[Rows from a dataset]
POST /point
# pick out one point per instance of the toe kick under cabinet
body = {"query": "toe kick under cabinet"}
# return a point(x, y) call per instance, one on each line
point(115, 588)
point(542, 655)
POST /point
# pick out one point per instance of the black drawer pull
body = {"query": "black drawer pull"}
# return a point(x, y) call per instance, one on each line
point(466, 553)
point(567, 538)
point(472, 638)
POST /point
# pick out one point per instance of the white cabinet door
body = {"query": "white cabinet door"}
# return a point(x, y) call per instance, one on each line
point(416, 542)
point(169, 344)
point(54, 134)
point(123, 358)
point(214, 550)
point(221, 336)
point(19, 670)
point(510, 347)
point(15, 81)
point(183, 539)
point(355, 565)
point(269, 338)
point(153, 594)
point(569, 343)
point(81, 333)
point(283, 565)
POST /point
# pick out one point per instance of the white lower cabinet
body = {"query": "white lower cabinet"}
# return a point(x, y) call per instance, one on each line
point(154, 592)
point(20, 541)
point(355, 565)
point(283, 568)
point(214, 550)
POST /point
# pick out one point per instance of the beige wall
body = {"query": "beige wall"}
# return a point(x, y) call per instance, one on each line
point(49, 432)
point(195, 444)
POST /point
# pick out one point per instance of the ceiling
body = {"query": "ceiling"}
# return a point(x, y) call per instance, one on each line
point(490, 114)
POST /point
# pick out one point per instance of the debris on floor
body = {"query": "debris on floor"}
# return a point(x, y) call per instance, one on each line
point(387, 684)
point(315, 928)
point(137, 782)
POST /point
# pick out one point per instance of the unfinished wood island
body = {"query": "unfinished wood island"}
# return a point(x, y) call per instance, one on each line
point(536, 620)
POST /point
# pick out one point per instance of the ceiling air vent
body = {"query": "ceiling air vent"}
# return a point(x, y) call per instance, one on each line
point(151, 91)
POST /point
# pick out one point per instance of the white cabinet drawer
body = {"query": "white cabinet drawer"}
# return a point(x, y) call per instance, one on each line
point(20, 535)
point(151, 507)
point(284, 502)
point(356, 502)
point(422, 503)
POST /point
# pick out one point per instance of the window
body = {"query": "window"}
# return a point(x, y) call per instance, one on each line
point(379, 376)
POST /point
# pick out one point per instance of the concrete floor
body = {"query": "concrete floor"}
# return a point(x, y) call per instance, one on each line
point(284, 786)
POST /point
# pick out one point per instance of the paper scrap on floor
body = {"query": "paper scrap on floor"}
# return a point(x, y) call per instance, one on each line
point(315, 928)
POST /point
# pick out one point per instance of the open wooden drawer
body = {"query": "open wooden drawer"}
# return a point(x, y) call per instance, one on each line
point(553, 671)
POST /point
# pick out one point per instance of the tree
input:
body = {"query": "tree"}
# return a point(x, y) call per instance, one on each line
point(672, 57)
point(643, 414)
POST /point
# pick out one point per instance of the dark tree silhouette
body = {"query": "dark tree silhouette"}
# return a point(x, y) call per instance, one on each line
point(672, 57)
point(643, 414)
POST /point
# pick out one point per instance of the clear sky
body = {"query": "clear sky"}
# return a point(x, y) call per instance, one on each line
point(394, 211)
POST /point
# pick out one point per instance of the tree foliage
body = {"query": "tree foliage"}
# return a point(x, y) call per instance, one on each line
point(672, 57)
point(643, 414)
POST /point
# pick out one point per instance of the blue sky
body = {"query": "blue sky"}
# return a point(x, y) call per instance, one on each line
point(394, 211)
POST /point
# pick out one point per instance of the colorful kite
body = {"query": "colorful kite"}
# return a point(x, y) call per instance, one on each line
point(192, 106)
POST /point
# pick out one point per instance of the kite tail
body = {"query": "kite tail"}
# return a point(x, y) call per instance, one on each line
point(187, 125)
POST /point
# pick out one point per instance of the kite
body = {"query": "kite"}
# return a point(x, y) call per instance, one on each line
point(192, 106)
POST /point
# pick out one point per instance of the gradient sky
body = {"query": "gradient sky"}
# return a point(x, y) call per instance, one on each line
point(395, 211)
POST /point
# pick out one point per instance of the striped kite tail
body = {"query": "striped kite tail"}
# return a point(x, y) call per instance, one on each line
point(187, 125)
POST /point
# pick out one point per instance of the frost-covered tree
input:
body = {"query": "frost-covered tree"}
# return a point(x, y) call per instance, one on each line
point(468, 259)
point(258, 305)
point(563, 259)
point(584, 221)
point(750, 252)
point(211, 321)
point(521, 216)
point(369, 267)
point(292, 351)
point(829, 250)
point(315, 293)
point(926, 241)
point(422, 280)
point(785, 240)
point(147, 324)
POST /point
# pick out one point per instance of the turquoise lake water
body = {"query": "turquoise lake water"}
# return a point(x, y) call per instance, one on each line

● **REQUIRED WORK**
Output the entries exactly.

● **RESPONSE**
POST /point
# pick out one point per instance of the toe kick under cabinet
body = {"query": "toe kick under cabinet"}
# return a point(x, y) call per instance, one on each line
point(115, 588)
point(542, 655)
POST /point
# pick out one point per instance of the black drawer pull
body = {"query": "black drawer pull"}
# return a point(x, y) call per instance, one on each line
point(466, 553)
point(567, 538)
point(472, 638)
POST /point
# pick out one point per instance of the white cabinet door
body = {"query": "white cabinet door"}
# return a point(x, y) call per instance, one on each line
point(416, 542)
point(169, 344)
point(54, 134)
point(123, 358)
point(214, 550)
point(221, 336)
point(19, 670)
point(510, 347)
point(15, 81)
point(183, 539)
point(355, 565)
point(269, 338)
point(153, 594)
point(569, 343)
point(81, 333)
point(283, 565)
POST /point
# pick out one point per instance of the white lower cabinet
body = {"query": "white lower cabinet"}
# return a point(x, y) call per instance, one on each line
point(154, 592)
point(20, 541)
point(355, 565)
point(283, 568)
point(214, 550)
POST /point
# pick out one point per instance of the beige wall
body = {"query": "beige wall"}
# return a point(x, y) call per instance, one on each line
point(49, 432)
point(195, 444)
POST /point
# pick out one point per instance of the ceiling
body = {"query": "ceiling"}
# return a point(x, y) call per instance, one on each line
point(490, 114)
POST /point
# pick out one point per instance of the debris on floor
body = {"query": "debris on floor"}
# return a point(x, y) call per instance, one on each line
point(387, 684)
point(315, 928)
point(137, 782)
POST /point
# pick out one point per instance of the unfinished wood island
body = {"query": "unfinished wood island"}
# return a point(x, y) call per instance, one on each line
point(536, 620)
POST /point
# pick out one point per instance of the ceiling air vent
body = {"query": "ceiling air vent"}
# return a point(x, y) call per instance, one on each line
point(151, 91)
POST /point
# pick out one point per instance of the white cabinet drawer
body = {"query": "white cabinet drawer"}
# return a point(x, y) call per instance, one on each line
point(20, 535)
point(151, 507)
point(284, 502)
point(356, 502)
point(422, 503)
POST /point
# pick out one point per instance of the window
body = {"query": "window"}
# return a point(x, y) call per instance, one on each line
point(379, 376)
POST /point
# pick out one point per instance of the concrete floor
body = {"query": "concrete floor"}
# return a point(x, y) call per instance, one on each line
point(284, 786)
POST /point
# pick out one point per instance of the paper scrap on floor
body = {"query": "paper scrap on floor"}
# return a point(x, y) call per instance, one on each line
point(315, 928)
POST /point
# pick out one point per instance of the open wooden drawer
body = {"query": "open wooden drawer"}
# return a point(x, y) call per instance, one on each line
point(553, 671)
POST /point
# pick out one point per instance of the tree
input:
body = {"query": "tree"}
# return a point(x, y) call per instance, one on each line
point(672, 57)
point(643, 414)
POST /point
# pick out one point per instance of the dark tree silhouette
body = {"query": "dark tree silhouette"}
# return a point(x, y) call per instance, one on each line
point(672, 57)
point(643, 414)
POST /point
# pick out one point per instance of the clear sky
body = {"query": "clear sky"}
# return a point(x, y) call per instance, one on each line
point(394, 211)
POST /point
# pick out one point per instance of the tree foliage
body = {"query": "tree foliage"}
# return a point(x, y) call per instance, one on each line
point(672, 57)
point(643, 414)
POST /point
# pick out one point per instance of the blue sky
body = {"query": "blue sky"}
# return a point(x, y) call per instance, one on each line
point(394, 211)
POST /point
# pick out one point per instance of the colorful kite
body = {"query": "colorful kite"}
# return a point(x, y) call per instance, one on each line
point(192, 106)
POST /point
# pick out one point per instance of the kite tail
body = {"query": "kite tail"}
# return a point(x, y) call per instance, one on each line
point(187, 125)
POST /point
# pick out one point per instance of the kite
body = {"query": "kite"}
# return a point(x, y) call per instance, one on each line
point(192, 106)
POST /point
# pick out one point per instance of the gradient sky
body = {"query": "gradient sky"}
# return a point(x, y) call per instance, one on each line
point(395, 211)
POST /point
# pick out one point per instance of the striped kite tail
body = {"query": "striped kite tail"}
# return a point(x, y) call per instance, one on each line
point(187, 125)
POST /point
# pick out one point per instance of the frost-covered tree
input:
body = {"query": "frost-covered tree"}
# return a point(x, y) call per instance, one on each line
point(468, 259)
point(258, 305)
point(563, 259)
point(584, 221)
point(750, 252)
point(211, 321)
point(521, 216)
point(369, 267)
point(292, 351)
point(829, 250)
point(315, 293)
point(926, 241)
point(422, 280)
point(785, 240)
point(147, 324)
POST /point
# pick out one point per instance of the turquoise lake water
body = {"query": "turquoise lake water"}
# return a point(x, y) call per instance, one on each line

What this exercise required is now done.